### Directions
What follows is a set of entries. Give them again exactly, without the pictures.

### Entries supplied
[Start of section]

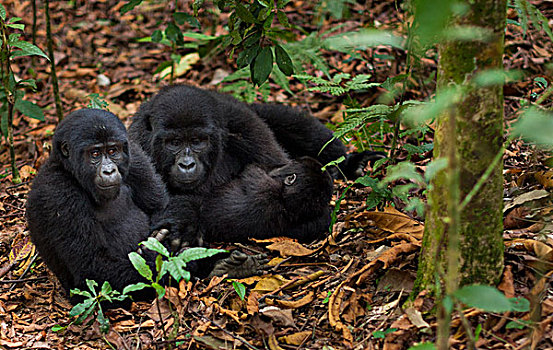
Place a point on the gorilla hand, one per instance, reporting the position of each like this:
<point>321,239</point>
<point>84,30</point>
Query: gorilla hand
<point>240,265</point>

[End of section]

### Answer box
Place a point on the gorilla hand, one per instance, reporting the position of each like this:
<point>321,239</point>
<point>84,30</point>
Query: gorilla hand
<point>240,265</point>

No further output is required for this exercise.